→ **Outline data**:

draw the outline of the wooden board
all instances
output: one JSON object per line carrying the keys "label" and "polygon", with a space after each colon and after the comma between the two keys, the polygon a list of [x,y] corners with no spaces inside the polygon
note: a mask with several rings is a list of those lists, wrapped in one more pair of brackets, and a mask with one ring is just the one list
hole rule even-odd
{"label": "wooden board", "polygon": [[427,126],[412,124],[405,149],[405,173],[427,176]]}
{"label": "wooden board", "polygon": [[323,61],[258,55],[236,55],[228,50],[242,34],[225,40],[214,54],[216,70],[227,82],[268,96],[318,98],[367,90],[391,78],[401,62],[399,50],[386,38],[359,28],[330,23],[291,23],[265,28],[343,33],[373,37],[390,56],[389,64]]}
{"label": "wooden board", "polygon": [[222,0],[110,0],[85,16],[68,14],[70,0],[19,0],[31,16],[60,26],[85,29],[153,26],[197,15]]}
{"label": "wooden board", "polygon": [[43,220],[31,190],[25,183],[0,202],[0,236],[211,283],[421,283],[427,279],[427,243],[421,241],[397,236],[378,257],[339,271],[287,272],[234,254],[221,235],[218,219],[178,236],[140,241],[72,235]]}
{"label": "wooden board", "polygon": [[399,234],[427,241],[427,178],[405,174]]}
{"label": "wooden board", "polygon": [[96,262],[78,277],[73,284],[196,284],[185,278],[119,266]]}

→ **Challenge**:
Please rewrite the data above, replacing "all instances" with "every instance" wherever it occurs and leaving everything else unchanged.

→ **Solution**:
draw the outline of the wooden board
every instance
output: one JSON object per line carrying the keys "label" and "polygon", with a space after each colon and after the comma between the two keys, the polygon a list of [x,y] corners with no spaces inside the polygon
note: a mask with several rings is a list of those lists, wrapped in one more pair of brackets, and a mask with one ring is just the one list
hole rule even-odd
{"label": "wooden board", "polygon": [[427,126],[412,124],[405,149],[405,173],[427,176]]}
{"label": "wooden board", "polygon": [[323,61],[258,55],[236,55],[228,50],[242,34],[225,40],[214,54],[216,70],[227,82],[268,96],[318,98],[367,90],[391,78],[401,62],[399,50],[386,38],[359,28],[330,23],[291,23],[265,28],[343,33],[373,37],[390,56],[389,64]]}
{"label": "wooden board", "polygon": [[222,0],[110,0],[85,16],[68,14],[70,0],[19,0],[31,16],[60,26],[85,29],[153,26],[197,15]]}
{"label": "wooden board", "polygon": [[43,220],[31,190],[25,183],[0,202],[0,236],[211,283],[421,283],[427,279],[427,243],[421,241],[397,236],[378,257],[339,271],[287,272],[234,254],[221,235],[218,219],[178,236],[140,241],[72,235]]}
{"label": "wooden board", "polygon": [[399,234],[427,241],[427,178],[405,174]]}
{"label": "wooden board", "polygon": [[96,262],[78,277],[73,284],[196,284],[185,278],[119,266]]}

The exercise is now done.